TEKS BACAAN:
━━━━━━━━

RUU Batasi Sekolah Minggu dan Katekisasi, DPRD Maluku Undang Pimpinan Gereja
pada tanggal
27 Oktober 2018
AMBON, LELEMUKU.COM - Dewan Perwakilan Rakyat Daerah (DPRD) Maluku pada Jumat (26/10) mengundang pimpinan umat dari berbagai denominasi gereja untuk memberikan masukan dan aspirasi terkait pembatasan aktivitas kegiatan gereja pada pasal 69 dan pasal 70 Rancangan Undang-Undang Pesantren dan Pendidikan Kegamaan yang sedang dibahas oleh DPR RI di Senayan, Jakarta.
Rapat yang dihadiri oleh sejumlah unsur pimpinan gereja diantaranya dari Persekutuan Gereja-gereja di Indonesia (PGI) Wilayah Maluku, Sinode Gereja Protestan Maluku (GPM), Keuskupan Amboina, Gereja Masehi Advent Hari Ketujuh (GMAHK) Maluku, Bala Keselamatan, Gereja Pantekosta di Indonesia (GPdI) serta sejumlah Gembala Sidang dari denominasi gereja-gereja yang ada di Maluku ini diharapkan membuahkan masukan positif yang dapat diteruskan ke Badan Lesgislasi DPR RI.
Dalam RUU Pesantren dan Pendidikan Keagamaan yang diusulkan oleh Komisi VIII DPR, Fraksi Partai Keadilan Sejahtera (PKS), Fraksi Partai Kebangkitan Bangsa (PKB) dan Fraksi Partai Persatuan Pembangunan ini tampak adanya pengaturan pembatasan pada kegiatan keagamaan pada Kristen dan Katolik dengan upaya pengusulan agar pendidikan nonformal dalam gereja ikut diatur dalam UU.
Dalam Pasal 69 ayat (1) RUU itu disebutkan bahwa Sekolah Minggu dan Katekisasi termasuk jalur pendidikan non-formal agama Kristen. Pasal 69 ayat (3) menyebutkan bahwa jumlah peserta didik pendidikan non-formal agama Kristen itu paling sedikit 15 orang, dan dalam Pasal 69 ayat (4) menyatakan bahwa penyelenggaraan sekolah minggu harus mendapat izin dari pemerintah Kabupaten/Kota.

━━━━━━━━

DATA TERCATAT:
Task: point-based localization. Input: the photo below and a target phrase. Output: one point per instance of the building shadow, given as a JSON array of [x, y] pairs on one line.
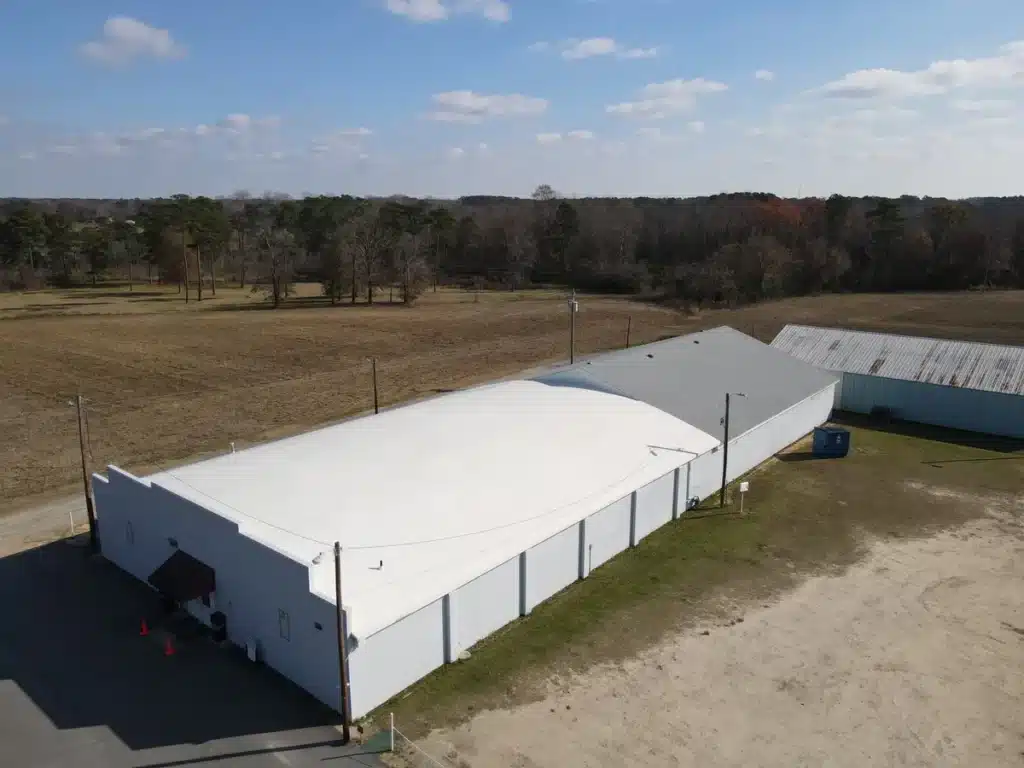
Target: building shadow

━━━━━━━━

TUGAS LATIHAN:
(A) Jawab pertanyaan berikut berdasarkan teks bacaan di atas.
(i) Pada hari apa DPRD Maluku mengundang pimpinan umat dari berbagai denominasi gereja?
(ii) Menurut Pasal 69 ayat (3), berapa jumlah peserta didik pendidikan non-formal agama Kristen paling sedikit?
(iii) Menurut Pasal 69 ayat (4), dari pihak mana penyelenggaraan sekolah minggu harus mendapat izin?
(B) Tolong tulis ulang kata demi kata seluruh bagian teks bacaan di atas, mulai dari "Rapat yang dihadiri" hingga "Lesgislasi DPR RI.".

HASIL LATIHAN:
(A)
(i) Jumat (26/10).
(ii) 15 orang.
(iii) Dari pemerintah Kabupaten/Kota.

(B)
Rapat yang dihadiri oleh sejumlah unsur pimpinan gereja diantaranya dari Persekutuan Gereja-gereja di Indonesia (PGI) Wilayah Maluku, Sinode Gereja Protestan Maluku (GPM), Keuskupan Amboina, Gereja Masehi Advent Hari Ketujuh (GMAHK) Maluku, Bala Keselamatan, Gereja Pantekosta di Indonesia (GPdI) serta sejumlah Gembala Sidang dari denominasi gereja-gereja yang ada di Maluku ini diharapkan membuahkan masukan positif yang dapat diteruskan ke Badan Lesgislasi DPR RI.